Tasks:
• A. The write-up on the 2048 agent lists its reward structure in several named components. List each of them.
• B. Check each statement against the write-up on the 2048 agent. For each, answer yes or no and quote the words from the write-up that settle it.
(i) The agent's policy is 15MB in size.
(ii) The observation features were revised often during development.
(iii) An invalid move is penalized at -1.0.
• C. Pick up the write-up on the 2048 agent after its last sentence and go on writing it.

Source excerpt:
==================================================
2048: Beating the Few-TB Endgame Table

2048 strikes a unique balance between simplicity and complexity. The rules are trivial: merge the same tiles to reach 2048, or 131,072. But the game is NP-hard with a massive state space. Random tile spawns (2s or 4s in random positions) force agents to develop probabilistic strategies rather than memorizing solutions.

The previous state-of-the-art search solution uses a few terabytes of endgame tables to reach the 32,768 tile reliably and the 65,536 tile at an 8.4% rate (repo).

My 15MB policy achieved a 14.75% 65k tile rate and a 71.22% 32k tile rate (115k episodes). Here is the training log. You can play it in your browser here.

2048 Agent reaching 65k tile

What Made It Work

Details are in g2048.h. Obviously, these didn’t come from one shot. Guess how many?

Observation design (18 features per 4×4 cell): These were fixed early and did not change.

Normalized tile value (raised to power 1.5 via lookup table for speed).
Empty cell flag (one-hot).
Tile value one-hots (16 features for 2^1 through 2^16).
One “snake state” flag (indicating if the board matches the ideal “snake pattern”).

Reward structure: Details were tweaked frequently.

Merge rewards: Proportional to tile value (weight: 0.0625).
Penalties: Invalid moves (-0.05) and Game Over (-1.0).
State rewards: Bonuses for filled top rows and max tiles in corners.
Monotonicity rewards: Encourage specific directional patterns (weight: 0.00003).
Snake rewards: Large bonus for the pre-defined snake configuration. I experimented with the length of the snake, and settled with the sorted top row + the max_tile_in_row234 in the second row right. For example, top row: 14-13-12-11, second row: ()-()-()-10.

Curriculum was the key. To learn, agents must experience high-value states, which are hard (or impossible) for untrained agents to reach. The endgame-only envs were the final piece to crack 65k. The endgame requires tens of thousands of correct moves where a single mistake ends the game, but to practice, agents must first get there. Curriculum was manually curated and tweaked repeatedly.

Scaffolding curriculum (episode-level): Spawns pre-placed high tiles (8k-65k) at the start. Early training gets single high tiles. Later training gets specific configurations (e.g., 16k+8k, or 32k+16k+8k). Saves thousands of moves, letting agents experience endgame scenarios faster.
Endgame-only environments (env-level): Dedicated training that only practices endgame because a single mistake ends the game. Always starts with high-value tiles pre-placed (e.g., 32k, 16k, 8k, 4k).
==================================================
Collected data entries:
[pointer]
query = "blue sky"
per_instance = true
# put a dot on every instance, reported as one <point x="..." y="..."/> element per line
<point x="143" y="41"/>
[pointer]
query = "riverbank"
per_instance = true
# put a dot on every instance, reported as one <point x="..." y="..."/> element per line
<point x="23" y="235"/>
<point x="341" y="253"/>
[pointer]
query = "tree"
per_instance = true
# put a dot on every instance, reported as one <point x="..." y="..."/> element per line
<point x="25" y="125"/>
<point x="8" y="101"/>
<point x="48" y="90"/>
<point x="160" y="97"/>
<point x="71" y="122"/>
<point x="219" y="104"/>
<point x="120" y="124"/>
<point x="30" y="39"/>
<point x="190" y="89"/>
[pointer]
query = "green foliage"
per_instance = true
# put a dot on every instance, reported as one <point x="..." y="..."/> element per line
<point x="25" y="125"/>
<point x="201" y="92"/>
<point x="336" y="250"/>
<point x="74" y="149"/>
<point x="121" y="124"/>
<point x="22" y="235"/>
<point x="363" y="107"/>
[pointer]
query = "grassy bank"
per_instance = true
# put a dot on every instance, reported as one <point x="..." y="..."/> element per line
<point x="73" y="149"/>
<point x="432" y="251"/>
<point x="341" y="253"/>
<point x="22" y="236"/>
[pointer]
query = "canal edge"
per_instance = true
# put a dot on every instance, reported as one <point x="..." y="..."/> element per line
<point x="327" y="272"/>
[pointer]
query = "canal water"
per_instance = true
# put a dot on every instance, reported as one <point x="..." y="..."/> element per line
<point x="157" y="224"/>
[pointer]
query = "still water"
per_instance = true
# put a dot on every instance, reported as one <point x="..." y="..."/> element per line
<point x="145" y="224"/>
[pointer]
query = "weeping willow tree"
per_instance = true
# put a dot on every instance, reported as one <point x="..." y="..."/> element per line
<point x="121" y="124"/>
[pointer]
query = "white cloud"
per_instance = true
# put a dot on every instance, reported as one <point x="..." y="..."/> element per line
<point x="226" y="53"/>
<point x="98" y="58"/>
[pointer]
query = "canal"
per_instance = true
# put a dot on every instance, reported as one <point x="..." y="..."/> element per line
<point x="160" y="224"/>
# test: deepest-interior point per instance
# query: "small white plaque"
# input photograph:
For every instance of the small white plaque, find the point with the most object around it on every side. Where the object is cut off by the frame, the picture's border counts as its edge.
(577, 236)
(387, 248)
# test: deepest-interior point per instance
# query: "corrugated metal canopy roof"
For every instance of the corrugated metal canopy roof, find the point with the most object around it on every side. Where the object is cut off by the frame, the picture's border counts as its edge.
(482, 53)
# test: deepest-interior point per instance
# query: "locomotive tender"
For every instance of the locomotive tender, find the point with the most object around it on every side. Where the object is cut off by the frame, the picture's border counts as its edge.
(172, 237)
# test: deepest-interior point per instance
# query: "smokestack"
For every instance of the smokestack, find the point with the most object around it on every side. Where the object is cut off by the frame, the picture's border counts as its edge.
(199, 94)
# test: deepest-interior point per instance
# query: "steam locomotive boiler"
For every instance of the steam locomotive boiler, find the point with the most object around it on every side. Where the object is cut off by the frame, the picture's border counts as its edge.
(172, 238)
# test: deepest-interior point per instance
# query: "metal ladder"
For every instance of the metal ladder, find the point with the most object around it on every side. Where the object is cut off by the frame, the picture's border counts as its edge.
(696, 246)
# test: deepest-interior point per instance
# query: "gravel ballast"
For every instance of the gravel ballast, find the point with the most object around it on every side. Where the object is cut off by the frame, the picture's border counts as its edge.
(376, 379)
==================================================
Exercise responses:
• A.
- Merge rewards
- Penalties
- State rewards
- Monotonicity rewards
- Snake rewards

• B.
(i) Yes: "My 15MB policy achieved a 14.75% 65k tile rate and a 71.22% 32k tile rate"
(ii) No: "These were fixed early and did not change."
(iii) No: "Invalid moves (-0.05) and Game Over (-1.0)."

• C.
Policy architecture: 3.7M parameters with LSTM memory. It changed rarely.

Encoder: Three FC layers with GELU (1024 -> 512 -> 512).
Memory: LSTM layer (512x512) for long-horizon planning.
The LSTM is critical for 2048’s 45k+ move games (when reaching the 65k tile).

The Road Ahead: Shooting for 132k

Reaching the 65,536 tile requires 40k+ moves with precise sequencing. The strategy you start at move 20k affects whether you succeed at move 25k.

So how can we shoot for 132k? On top of more training steps, these two directions seem promising:

Deeper networks: The 1000 Layer Networks research shows that extreme depth can unlock new goal-reaching capabilities in RL.
Automated curriculum: The Go-Explore algorithm could automatically discover the “stepping stones” to higher tiles more efficiently than manual scaffolding.

Tetris: When Bugs Become Features

Tetris is forgiving early on but becomes impossible as speed increases. My journey here led to an unexpected insight about curriculum learning.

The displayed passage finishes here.